Trecho fornecido »
********

As ideias de Marx “deram certo” em todo lugar, mas isso não significa o que você está pensando. Marx tinha, certamente, sua ação política e seus objetivos, mas ele era primariamente um economista e um filósofo. Sua ação política derivava de sua compreensão da economia, da história e da filosofia. Ele não foi um político que teve ideias, mas um pensador que tentou ter ação.
Enquanto pensador, Marx fundou uma tradição de interpretação da história humana que ainda é muito relevante mais de 150 anos depois. Enquanto economista ele realizou uma interpretação do capitalismo que foi suficientemente precisa para ser copiada por gerações e gerações. Estes aspectos de sua obra são duradouros.
A ação política, no entanto, é sempre algo datado porque uma ação política é sempre reação a um estado de coisas. Mude as circunstâncias e a mesma ação se torna inefetiva ou até prejudicial. Não há um remédio que cure todas as doenças e cada época da história tem “doenças” diferentes. Imaginar que as respostas para os problemas políticos e econômicos de hoje pode ser encontrada diretamente nas obras de Marx viola o princípio número um de sua filosofia que é o materialismo.

********

Instruções »
1 > Reescreva a parte do texto sobre Marx que começa em "Enquanto pensador, Marx" e termina em "obra são duradouros.", substituindo "interpretação" por "leitura".
2 > No texto sobre Marx, qual é o princípio número um da filosofia de Marx?
3 > Dê continuidade ao texto sobre Marx a partir da última frase.
Não é preciso consultar os registros.

********

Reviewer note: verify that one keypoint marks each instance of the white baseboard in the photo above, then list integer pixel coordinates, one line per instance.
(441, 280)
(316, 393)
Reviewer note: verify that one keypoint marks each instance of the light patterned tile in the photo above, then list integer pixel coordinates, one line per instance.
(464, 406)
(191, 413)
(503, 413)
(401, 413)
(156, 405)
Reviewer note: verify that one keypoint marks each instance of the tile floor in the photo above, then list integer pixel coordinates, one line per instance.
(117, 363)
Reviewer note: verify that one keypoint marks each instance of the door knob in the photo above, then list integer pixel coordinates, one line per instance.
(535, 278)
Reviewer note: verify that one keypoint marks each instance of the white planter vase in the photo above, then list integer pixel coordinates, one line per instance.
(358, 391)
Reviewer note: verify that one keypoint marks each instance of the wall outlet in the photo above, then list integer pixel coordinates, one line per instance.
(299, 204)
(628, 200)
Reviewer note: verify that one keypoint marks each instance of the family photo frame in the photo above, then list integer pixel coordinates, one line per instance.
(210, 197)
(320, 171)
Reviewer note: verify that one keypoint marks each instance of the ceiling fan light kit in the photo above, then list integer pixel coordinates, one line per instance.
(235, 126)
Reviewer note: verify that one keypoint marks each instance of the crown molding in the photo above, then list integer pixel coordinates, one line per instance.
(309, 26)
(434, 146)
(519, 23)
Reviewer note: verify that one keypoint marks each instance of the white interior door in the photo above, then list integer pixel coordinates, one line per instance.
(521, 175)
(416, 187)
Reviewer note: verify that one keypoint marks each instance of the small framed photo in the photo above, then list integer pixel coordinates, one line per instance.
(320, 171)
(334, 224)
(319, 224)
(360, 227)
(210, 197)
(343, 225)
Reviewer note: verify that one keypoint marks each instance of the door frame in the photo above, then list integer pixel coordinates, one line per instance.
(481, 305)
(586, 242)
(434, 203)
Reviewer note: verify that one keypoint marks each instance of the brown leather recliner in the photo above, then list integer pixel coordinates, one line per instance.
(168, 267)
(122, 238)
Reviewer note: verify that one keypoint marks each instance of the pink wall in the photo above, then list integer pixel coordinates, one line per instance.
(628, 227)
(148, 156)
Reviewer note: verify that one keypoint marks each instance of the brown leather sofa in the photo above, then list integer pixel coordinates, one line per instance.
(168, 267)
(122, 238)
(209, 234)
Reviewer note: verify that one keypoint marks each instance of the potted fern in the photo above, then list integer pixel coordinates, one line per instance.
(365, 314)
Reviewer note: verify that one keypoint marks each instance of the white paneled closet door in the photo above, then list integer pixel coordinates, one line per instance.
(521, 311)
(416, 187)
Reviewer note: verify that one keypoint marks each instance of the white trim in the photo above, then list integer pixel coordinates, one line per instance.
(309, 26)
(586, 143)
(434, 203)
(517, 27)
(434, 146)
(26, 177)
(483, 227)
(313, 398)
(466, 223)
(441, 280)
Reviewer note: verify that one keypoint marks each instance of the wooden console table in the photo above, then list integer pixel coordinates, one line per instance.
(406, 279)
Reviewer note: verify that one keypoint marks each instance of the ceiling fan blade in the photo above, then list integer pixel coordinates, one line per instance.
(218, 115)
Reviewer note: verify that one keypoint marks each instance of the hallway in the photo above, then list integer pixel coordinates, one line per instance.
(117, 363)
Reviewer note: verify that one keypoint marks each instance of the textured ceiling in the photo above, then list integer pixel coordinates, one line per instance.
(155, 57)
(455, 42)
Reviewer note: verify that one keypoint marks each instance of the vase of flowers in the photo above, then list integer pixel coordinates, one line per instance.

********

Respostas »
1 >
Enquanto pensador, Marx fundou uma tradição de leitura da história humana que ainda é muito relevante mais de 150 anos depois. Enquanto economista ele realizou uma leitura do capitalismo que foi suficientemente precisa para ser copiada por gerações e gerações. Estes aspectos de sua obra são duradouros.

2 > O materialismo.

3 >
O materialismo exclui a possibilidade de ações serem praticadas por agentes imateriais porque, obviamente, agentes imateriais não existem. Se você imagina que as respostas para os problemas do mundo estão em um livro antigo, tanto faz se esse livro foi escrito há 150, 1500 ou 2500 anos (atenção ao que fiz aqui). Aqueles que procuram respostas diretamente em Marx não são fieis ao marxismo, são apologetas, são “crentes”. É hipócrita criticar alguém que crê na “mão invisível” do mercado, comparando tal crença à dos planos misteriosos de Deus, mas ainda acreditar que o velho Barba é um oráculo.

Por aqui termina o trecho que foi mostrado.